→ **Vorliegender Text**:

Buch: Werte in Zeiten des Umbruchs

Titel: Werte in Zeiten des Umbruchs

Stichwort: Chancen und Gefahren für Europa; gemeinsame Identität statt trennender Nationalismen

Kurzinhalt: Es ist kein Zweifel, dass bei den Gründervätern der europäischen Einigung das christliche Erbe als Kern dieser geschichtlichen Identität angesehen wurde, natürlich nicht in konfessionellen Formen ...

Textausschnitt: 1. Statt trennender Nationalismen, eine gemeinsame Identität

89b Europa war immer schon ein Kontinent der Kontraste gewesen, von vielfältigen Konflikten erschüttert. Das 19. Jahrhundert hatte dann die Ausbildung der Nationalstaaten mit sich gebracht, deren konkurrierende Interessen dem zerstörerischen Gegeneinander eine neue Dimension gegeben hatten. Das Werk des europäischen Zusammenschlusses war im Wesentlichen von zwei Motivationen bestimmt. Gegenüber den trennenden Nationalismen und gegenüber den hegemonistischen Ideologien, die im Zweiten Weltkrieg das Gegeneinander radikalisiert hatten, sollte das gemeinsame kulturelle, moralische und religiöse Erbe Europas das Bewusstsein seiner Nationen prägen und als die gemeinsame Identität aller seiner Völker den Weg des Friedens, einen gemeinsamen Weg in die Zukunft eröffnen. Es ging um eine europäische Identität, die die nationalen Identitäten nicht auslöschen und nicht leugnen, aber sie doch in einer höheren Gemeinsamkeit zu einer einzigen Völkergemeinschaft verbinden sollte. Die gemeinsame Geschichte sollte als Frieden stiftende Kraft aktiviert werden. Es ist kein Zweifel, dass bei den Gründervätern der europäischen Einigung das christliche Erbe als Kern dieser geschichtlichen Identität angesehen wurde, natürlich nicht in konfessionellen Formen; das Gemeinchristliche schien über die konfessionellen Grenzen hinweg als verbindende Kraft weltlichen Handelns durchaus erkennbar. Es wurde auch nicht als unvereinbar mit den großen moralischen Impulsen der Aufklärung angesehen, die sozusagen die rationale Seite des Christlichen herausgestellt hatten und bei allen historischen Gegensätzen durchaus mit den wesentlichen Impulsen der christlichen Geschichte Europas vereinbar schien. Im einzelnen ist dieses das Drama der konfessionellen Spaltungen und das Ringen der Aufklärung umspannende Bewusstsein wohl nie ganz deutlich geklärt worden; insofern blieben hier Fragen stehen, die der Bearbeitung harren. Im Augenblick des Aufbruchs war aber die Überzeugung von der Vereinbarkeit der großen Bauelemente des europäischen Erbes stärker als die Fragen, die sich dabei ergaben. (Fs)

→ **Unbearbeitete Einträge**:
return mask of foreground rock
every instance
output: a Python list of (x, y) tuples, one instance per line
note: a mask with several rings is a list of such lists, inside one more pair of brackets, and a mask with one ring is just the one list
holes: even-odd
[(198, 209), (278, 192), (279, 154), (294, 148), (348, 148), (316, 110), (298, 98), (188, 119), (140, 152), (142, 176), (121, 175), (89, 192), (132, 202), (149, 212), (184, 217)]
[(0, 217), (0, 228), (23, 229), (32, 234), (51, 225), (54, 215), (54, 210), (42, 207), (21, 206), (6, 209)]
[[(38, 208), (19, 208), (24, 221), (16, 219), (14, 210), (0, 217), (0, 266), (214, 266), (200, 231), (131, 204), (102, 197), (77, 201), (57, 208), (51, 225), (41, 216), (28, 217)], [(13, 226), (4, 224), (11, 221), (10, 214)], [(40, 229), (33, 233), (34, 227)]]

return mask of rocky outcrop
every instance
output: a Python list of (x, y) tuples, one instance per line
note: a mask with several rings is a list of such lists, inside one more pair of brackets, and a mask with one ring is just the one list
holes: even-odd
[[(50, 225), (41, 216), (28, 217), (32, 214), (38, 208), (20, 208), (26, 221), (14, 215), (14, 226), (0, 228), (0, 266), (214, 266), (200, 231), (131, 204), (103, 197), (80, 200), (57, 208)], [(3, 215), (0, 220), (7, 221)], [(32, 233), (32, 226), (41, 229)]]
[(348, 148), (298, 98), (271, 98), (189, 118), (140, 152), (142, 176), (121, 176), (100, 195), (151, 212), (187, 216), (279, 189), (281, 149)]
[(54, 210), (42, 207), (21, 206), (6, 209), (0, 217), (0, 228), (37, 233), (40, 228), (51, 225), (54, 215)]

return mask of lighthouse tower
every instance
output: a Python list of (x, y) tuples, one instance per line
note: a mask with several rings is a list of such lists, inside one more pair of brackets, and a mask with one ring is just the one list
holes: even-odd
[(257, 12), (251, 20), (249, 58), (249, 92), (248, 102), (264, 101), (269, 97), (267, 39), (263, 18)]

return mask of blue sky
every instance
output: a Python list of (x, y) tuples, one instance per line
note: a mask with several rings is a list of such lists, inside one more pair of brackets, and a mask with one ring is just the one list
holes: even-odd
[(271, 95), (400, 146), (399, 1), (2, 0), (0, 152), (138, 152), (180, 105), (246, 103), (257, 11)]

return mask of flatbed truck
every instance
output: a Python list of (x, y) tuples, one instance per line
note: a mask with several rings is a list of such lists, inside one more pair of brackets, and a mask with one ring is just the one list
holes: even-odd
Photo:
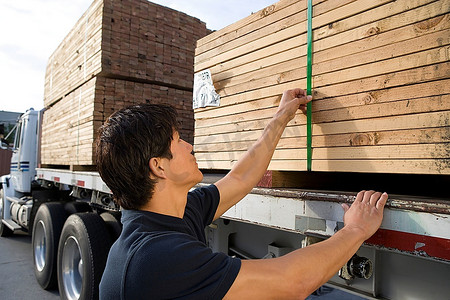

→ **Aufgabe 1**: Schreib den Abschnitt von „Kurzinhalt: Es ist“ bis „konfessionellen Formen ...“ aus dem Text über Europas Werte noch einmal ab. Ersetze dabei „Erbe“ durch „Vermächtnis“.
→ **Aufgabe 2**: Der Text über Europas Werte beschreibt das gemeinsame Erbe Europas mit mehreren Eigenschaften. Welche sind es im Satz, der mit „Gegenüber den trennenden Nationalismen“ beginnt?

→ **Antwort 1**:
Kurzinhalt: Es ist kein Zweifel, dass bei den Gründervätern der europäischen Einigung das christliche Vermächtnis als Kern dieser geschichtlichen Identität angesehen wurde, natürlich nicht in konfessionellen Formen ...

→ **Antwort 2**: kulturell, moralisch, religiös